#### [REQUIRED WORK]
Edit the material below by changing every instance of "Reply with" to "Respond with". Keep all other text unchanged.

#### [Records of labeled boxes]
============
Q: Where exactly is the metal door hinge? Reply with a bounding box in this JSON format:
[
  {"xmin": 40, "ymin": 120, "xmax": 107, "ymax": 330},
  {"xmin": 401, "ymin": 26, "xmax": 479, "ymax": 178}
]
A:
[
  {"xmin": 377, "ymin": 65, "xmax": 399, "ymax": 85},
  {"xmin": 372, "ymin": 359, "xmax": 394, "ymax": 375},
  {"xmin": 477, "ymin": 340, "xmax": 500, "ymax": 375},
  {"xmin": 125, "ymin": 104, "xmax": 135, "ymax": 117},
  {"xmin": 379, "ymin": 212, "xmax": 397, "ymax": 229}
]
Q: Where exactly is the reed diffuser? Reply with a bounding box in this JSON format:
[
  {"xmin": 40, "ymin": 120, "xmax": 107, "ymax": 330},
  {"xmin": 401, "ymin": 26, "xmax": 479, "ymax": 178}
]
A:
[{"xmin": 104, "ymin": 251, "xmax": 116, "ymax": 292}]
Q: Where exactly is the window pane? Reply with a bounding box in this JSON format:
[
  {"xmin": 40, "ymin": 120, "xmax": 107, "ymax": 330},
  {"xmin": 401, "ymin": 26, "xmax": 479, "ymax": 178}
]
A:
============
#### [IN RESPONSE]
Q: Where exactly is the metal door hinge? Respond with a bounding box in this JSON format:
[
  {"xmin": 40, "ymin": 120, "xmax": 107, "ymax": 330},
  {"xmin": 401, "ymin": 26, "xmax": 479, "ymax": 178}
]
A:
[
  {"xmin": 377, "ymin": 65, "xmax": 399, "ymax": 85},
  {"xmin": 372, "ymin": 359, "xmax": 394, "ymax": 375},
  {"xmin": 477, "ymin": 340, "xmax": 500, "ymax": 375},
  {"xmin": 125, "ymin": 104, "xmax": 135, "ymax": 117},
  {"xmin": 379, "ymin": 212, "xmax": 397, "ymax": 229}
]
Q: Where exactly is the reed diffuser? Respond with a bounding box in this JSON format:
[
  {"xmin": 40, "ymin": 120, "xmax": 107, "ymax": 330},
  {"xmin": 401, "ymin": 26, "xmax": 479, "ymax": 178}
]
A:
[{"xmin": 104, "ymin": 251, "xmax": 116, "ymax": 292}]
Q: Where exactly is the window pane? Respond with a bounding box in this JSON format:
[
  {"xmin": 40, "ymin": 120, "xmax": 107, "ymax": 330},
  {"xmin": 401, "ymin": 26, "xmax": 479, "ymax": 178}
]
A:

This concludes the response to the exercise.